### Passage to read ###
293 posts in 640 days


#3 posted 08-08-2020 01:18 PM

I’m a bit confused. Don’t you already have a pitot tube and digital manometer? That’s the most accurate way to measure velocity in a duct. Much better than a cheap vane type anemometer.

The anemometer is useful for things like HVAC flow measurements. The velocities are much lower and the area much larger. At low velocities the pitot tube has low resolution. In a dust collection size duct the anemometer is big enough to reduce the effective area of the duct and so changes the flow resulting in sometimes large errors.

Your water gauge can be used to do a rough check of the calibration of your digital manometer.


First, Redoak inspired me to build a liquid manometer, which is very easy to build (less than an hour plus trip to HD to buy plastic tubing). From the picture you can see that the input part of the tube is glued onto a small square of plywood. This I placed over the end of the ducting, motors running, and (hooray!) measured 10” of pressure. Which I take to be static pressure, since no air was flowing. Is this a true assumption?
###
• Set problem 1: Transcribe the portion of the forum post on measuring duct airflow that opens with the words containing "The anemometer is useful" and closes with "sometimes large errors.".
• Set problem 2: Pick up the forum post on measuring duct airflow at the point where it stops, and keep writing it.
The listing that comes after this passage is not needed for the work.
### Data excerpts ###
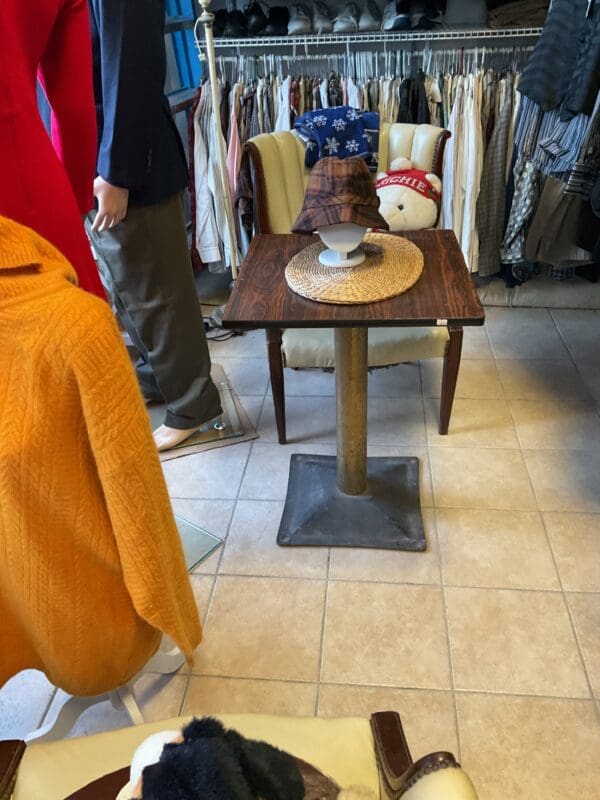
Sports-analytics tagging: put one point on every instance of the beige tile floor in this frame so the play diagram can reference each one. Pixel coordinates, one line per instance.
(489, 643)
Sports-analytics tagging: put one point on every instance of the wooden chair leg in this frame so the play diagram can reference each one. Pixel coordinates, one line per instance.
(449, 377)
(277, 383)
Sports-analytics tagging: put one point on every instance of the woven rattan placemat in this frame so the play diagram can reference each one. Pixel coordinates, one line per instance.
(392, 266)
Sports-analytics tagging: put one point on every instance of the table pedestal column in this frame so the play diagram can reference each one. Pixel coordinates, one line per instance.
(351, 409)
(350, 500)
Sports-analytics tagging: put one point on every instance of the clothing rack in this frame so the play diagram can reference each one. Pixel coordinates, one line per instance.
(381, 37)
(344, 40)
(207, 19)
(370, 64)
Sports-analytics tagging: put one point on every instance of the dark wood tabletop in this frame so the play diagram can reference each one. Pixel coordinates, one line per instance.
(261, 297)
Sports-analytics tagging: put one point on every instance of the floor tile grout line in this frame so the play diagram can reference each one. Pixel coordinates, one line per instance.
(565, 599)
(443, 595)
(448, 640)
(42, 720)
(323, 633)
(222, 550)
(592, 399)
(393, 687)
(407, 583)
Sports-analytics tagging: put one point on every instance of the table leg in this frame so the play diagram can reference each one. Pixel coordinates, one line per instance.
(351, 409)
(351, 500)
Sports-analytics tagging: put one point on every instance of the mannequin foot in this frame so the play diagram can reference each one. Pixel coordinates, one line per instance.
(165, 438)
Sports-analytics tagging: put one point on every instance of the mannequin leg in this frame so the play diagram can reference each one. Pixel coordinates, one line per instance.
(147, 264)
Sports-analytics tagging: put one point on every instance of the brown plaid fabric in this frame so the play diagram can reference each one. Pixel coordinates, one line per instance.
(339, 190)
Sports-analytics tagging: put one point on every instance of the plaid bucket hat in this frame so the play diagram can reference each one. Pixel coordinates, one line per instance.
(339, 190)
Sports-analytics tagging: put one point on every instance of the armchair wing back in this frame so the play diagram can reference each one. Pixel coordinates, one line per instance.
(280, 176)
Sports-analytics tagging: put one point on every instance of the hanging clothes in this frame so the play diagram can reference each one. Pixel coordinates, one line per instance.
(491, 205)
(564, 70)
(472, 144)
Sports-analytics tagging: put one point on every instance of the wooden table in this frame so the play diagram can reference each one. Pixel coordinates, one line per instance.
(349, 499)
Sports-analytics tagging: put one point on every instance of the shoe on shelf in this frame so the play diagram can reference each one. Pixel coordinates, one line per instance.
(235, 27)
(321, 20)
(467, 14)
(256, 19)
(279, 16)
(425, 14)
(219, 22)
(299, 20)
(347, 20)
(370, 17)
(396, 16)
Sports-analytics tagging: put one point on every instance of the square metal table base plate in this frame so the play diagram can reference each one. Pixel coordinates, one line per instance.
(387, 516)
(197, 543)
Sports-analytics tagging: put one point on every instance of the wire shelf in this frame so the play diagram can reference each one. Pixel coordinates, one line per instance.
(375, 37)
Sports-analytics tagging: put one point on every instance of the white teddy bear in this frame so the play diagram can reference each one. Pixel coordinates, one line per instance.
(409, 198)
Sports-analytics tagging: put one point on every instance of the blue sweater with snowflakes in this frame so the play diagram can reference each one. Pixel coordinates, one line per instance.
(341, 131)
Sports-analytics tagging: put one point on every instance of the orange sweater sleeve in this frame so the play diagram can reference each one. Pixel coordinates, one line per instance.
(134, 489)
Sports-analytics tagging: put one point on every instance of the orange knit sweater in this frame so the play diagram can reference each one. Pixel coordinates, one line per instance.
(91, 564)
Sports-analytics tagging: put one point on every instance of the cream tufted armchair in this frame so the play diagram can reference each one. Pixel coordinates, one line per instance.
(352, 751)
(280, 178)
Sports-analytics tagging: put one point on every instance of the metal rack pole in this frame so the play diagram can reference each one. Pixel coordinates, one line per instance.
(378, 37)
(206, 18)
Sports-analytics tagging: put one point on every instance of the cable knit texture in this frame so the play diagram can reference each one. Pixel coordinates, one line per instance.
(91, 565)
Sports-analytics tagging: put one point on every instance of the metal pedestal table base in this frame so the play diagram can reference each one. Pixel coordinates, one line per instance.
(387, 516)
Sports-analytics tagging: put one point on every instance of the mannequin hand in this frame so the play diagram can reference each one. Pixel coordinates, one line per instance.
(112, 204)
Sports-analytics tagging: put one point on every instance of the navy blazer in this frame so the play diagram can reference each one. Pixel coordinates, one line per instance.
(139, 146)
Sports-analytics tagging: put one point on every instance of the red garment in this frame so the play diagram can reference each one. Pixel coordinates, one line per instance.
(50, 38)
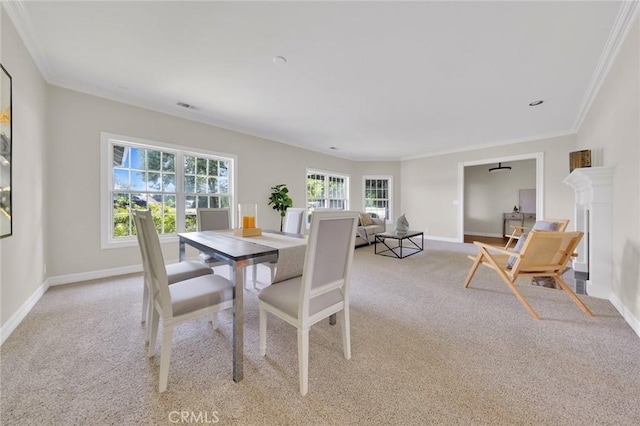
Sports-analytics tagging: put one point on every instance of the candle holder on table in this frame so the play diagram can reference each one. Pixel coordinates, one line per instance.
(247, 219)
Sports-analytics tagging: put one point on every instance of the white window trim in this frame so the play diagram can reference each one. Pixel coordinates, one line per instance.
(347, 178)
(106, 236)
(390, 192)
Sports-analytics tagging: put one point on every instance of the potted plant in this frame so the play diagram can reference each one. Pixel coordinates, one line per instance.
(280, 199)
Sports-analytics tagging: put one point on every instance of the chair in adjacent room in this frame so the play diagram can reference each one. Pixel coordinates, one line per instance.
(186, 300)
(321, 291)
(176, 272)
(293, 223)
(543, 254)
(212, 220)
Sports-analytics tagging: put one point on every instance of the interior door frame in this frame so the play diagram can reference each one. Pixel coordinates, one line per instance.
(538, 156)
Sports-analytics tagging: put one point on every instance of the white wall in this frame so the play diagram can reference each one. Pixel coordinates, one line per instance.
(612, 128)
(430, 185)
(76, 120)
(489, 194)
(23, 254)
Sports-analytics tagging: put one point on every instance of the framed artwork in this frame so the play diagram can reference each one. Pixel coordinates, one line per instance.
(5, 153)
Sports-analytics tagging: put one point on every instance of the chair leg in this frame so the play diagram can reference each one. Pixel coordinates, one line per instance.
(214, 321)
(145, 300)
(573, 296)
(303, 359)
(165, 357)
(263, 332)
(472, 272)
(346, 333)
(153, 331)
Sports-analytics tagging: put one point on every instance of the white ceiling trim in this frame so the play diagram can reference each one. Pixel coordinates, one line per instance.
(625, 19)
(21, 20)
(492, 145)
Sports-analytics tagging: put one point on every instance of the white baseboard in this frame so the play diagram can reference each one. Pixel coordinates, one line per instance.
(445, 239)
(94, 275)
(21, 313)
(484, 234)
(626, 314)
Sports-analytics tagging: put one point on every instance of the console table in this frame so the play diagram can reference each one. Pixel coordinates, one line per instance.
(516, 216)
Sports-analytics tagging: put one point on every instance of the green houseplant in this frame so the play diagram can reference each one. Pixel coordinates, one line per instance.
(280, 199)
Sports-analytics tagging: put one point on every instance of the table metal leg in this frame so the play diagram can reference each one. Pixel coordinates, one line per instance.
(238, 333)
(181, 250)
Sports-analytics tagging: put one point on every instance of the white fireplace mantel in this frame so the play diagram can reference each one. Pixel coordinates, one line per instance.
(593, 188)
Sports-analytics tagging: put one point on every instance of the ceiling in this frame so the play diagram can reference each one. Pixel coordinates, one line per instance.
(373, 80)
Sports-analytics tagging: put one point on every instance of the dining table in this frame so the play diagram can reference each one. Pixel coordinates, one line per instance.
(240, 252)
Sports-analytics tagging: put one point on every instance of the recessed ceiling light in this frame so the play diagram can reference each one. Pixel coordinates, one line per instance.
(185, 105)
(279, 60)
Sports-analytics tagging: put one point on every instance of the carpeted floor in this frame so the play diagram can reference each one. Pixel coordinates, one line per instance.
(425, 351)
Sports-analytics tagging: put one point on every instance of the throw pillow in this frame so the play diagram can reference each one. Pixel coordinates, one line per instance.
(512, 260)
(365, 219)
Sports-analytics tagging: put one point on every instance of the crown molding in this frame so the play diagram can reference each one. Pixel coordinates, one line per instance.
(22, 21)
(622, 25)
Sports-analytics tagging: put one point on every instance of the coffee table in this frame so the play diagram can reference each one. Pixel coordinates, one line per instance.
(399, 251)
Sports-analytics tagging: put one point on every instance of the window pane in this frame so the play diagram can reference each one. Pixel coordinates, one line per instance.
(168, 162)
(168, 182)
(201, 184)
(213, 167)
(201, 166)
(138, 181)
(137, 158)
(190, 184)
(154, 183)
(213, 183)
(190, 165)
(121, 179)
(154, 160)
(223, 168)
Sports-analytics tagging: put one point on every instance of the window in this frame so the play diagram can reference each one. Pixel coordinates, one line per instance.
(378, 198)
(170, 181)
(326, 190)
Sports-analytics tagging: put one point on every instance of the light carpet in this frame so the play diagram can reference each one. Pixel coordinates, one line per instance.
(424, 351)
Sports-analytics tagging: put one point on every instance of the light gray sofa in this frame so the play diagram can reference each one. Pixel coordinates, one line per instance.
(366, 234)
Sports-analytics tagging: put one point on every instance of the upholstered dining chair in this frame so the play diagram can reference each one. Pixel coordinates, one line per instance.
(186, 300)
(212, 220)
(176, 272)
(293, 224)
(321, 291)
(543, 254)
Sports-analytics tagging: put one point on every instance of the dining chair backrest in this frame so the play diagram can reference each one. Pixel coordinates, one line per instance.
(212, 219)
(294, 220)
(137, 214)
(155, 261)
(328, 258)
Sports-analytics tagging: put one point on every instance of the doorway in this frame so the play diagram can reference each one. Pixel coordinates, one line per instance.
(539, 167)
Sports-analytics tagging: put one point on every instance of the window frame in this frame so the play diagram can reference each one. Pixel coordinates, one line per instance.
(107, 240)
(327, 176)
(389, 179)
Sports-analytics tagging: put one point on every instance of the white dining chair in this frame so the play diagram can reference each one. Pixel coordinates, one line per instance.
(321, 291)
(186, 300)
(176, 272)
(293, 224)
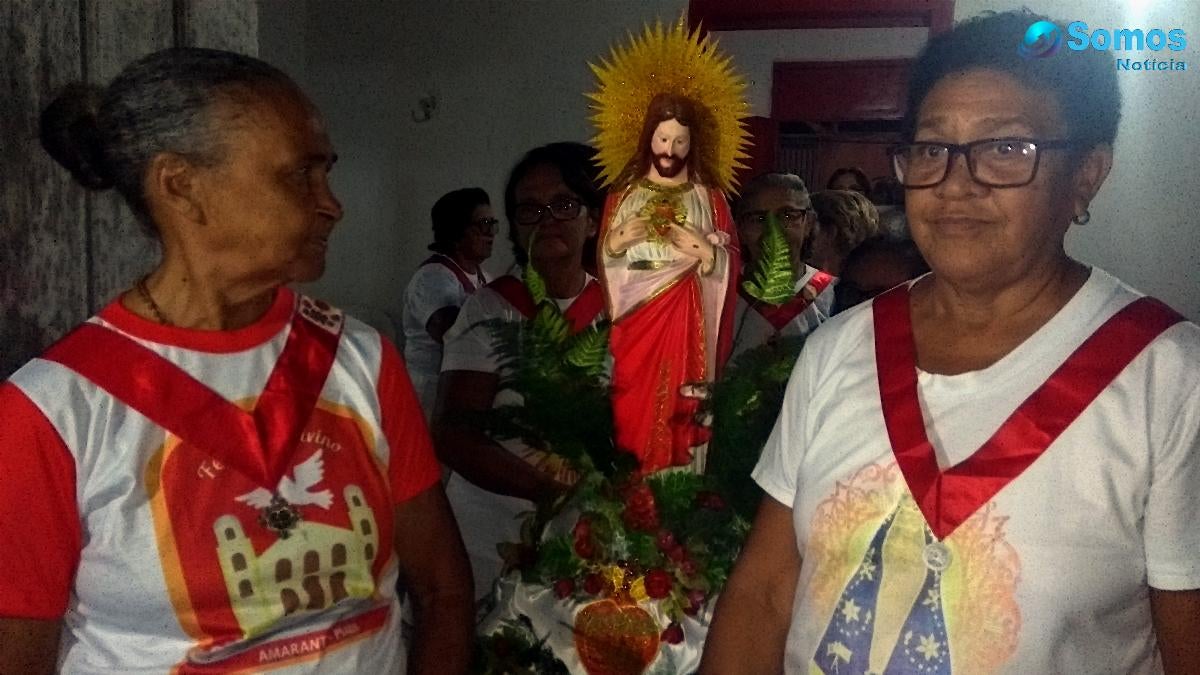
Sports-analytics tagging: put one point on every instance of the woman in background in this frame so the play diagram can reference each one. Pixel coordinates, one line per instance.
(845, 219)
(463, 231)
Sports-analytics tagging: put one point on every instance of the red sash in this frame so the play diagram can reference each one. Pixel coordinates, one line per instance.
(585, 310)
(779, 316)
(949, 497)
(438, 258)
(257, 443)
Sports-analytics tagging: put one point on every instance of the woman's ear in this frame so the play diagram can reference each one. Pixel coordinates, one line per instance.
(1090, 175)
(172, 187)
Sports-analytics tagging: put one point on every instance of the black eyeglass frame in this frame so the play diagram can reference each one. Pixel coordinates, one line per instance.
(543, 209)
(783, 221)
(486, 225)
(965, 150)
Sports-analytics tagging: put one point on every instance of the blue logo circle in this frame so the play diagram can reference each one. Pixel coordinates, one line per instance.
(1042, 40)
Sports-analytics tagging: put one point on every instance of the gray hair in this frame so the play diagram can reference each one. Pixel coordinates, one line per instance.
(163, 102)
(765, 181)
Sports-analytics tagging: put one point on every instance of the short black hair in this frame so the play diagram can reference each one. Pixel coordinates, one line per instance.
(575, 162)
(771, 180)
(1084, 83)
(451, 216)
(859, 178)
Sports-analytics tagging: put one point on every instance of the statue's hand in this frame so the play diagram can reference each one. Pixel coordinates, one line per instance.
(625, 234)
(695, 245)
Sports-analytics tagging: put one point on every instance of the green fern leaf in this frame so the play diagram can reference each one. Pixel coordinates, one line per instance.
(588, 350)
(550, 324)
(773, 280)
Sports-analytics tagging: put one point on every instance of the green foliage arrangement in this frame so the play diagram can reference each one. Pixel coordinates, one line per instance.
(773, 280)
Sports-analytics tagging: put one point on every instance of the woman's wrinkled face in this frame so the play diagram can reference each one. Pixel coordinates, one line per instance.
(268, 207)
(553, 239)
(978, 234)
(480, 234)
(790, 208)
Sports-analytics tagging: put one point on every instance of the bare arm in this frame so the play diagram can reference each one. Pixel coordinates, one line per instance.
(1177, 626)
(29, 645)
(754, 613)
(469, 452)
(439, 322)
(433, 568)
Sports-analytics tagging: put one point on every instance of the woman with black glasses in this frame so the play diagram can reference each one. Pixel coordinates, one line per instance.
(463, 231)
(994, 467)
(553, 207)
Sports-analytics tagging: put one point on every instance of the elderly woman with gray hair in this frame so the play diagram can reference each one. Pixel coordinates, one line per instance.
(215, 472)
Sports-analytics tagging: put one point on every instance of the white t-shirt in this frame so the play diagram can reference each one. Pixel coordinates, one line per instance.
(485, 518)
(1053, 573)
(433, 286)
(151, 550)
(750, 329)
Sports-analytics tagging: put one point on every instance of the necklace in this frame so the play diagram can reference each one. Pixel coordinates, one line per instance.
(154, 306)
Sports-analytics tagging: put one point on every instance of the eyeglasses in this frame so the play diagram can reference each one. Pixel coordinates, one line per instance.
(561, 209)
(994, 162)
(787, 217)
(486, 225)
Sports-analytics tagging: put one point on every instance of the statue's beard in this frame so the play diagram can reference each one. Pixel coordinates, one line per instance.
(669, 166)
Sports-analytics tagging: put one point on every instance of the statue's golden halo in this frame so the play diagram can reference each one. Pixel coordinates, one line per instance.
(669, 61)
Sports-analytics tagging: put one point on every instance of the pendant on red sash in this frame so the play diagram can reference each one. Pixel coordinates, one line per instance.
(460, 274)
(948, 497)
(257, 443)
(580, 315)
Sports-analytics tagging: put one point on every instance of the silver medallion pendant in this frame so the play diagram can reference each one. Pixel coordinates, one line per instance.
(937, 556)
(280, 517)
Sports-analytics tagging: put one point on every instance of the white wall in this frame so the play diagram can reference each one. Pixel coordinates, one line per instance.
(511, 75)
(755, 52)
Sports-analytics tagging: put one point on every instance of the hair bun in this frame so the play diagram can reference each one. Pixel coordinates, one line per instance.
(70, 133)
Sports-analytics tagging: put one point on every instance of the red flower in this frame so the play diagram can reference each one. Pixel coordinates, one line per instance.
###
• Exercise answer 1:
The anemometer is useful for things like HVAC flow measurements. The velocities are much lower and the area much larger. At low velocities the pitot tube has low resolution. In a dust collection size duct the anemometer is big enough to reduce the effective area of the duct and so changes the flow resulting in sometimes large errors.

• Exercise answer 2:
Yes. You should get the same reading with your digital manometer.

Next I moved this beautiful instrument to a hole on the side of the duct and measured 6”. Is this the static pressure? It’s 4” less than what was measured with the tube at the end of the duct with no air flowing.

Roughly, yes. If you just poked the tube into the hole the protruding length caused the air to speed up going over it. This drops the pressure to somewhat below the static pressure. Since static pressure is negative to begin with your reading likely overestimates the actual static pressure. For accuracy it should be tiny hole and flush with the inside of the duct.

Again, if you substitute the digital manometer you should get the same reading.

- Sark


-- Dave, Tippecanoe County, IN --- Is there a corollary to Beranek.s Law that applies to dust collection?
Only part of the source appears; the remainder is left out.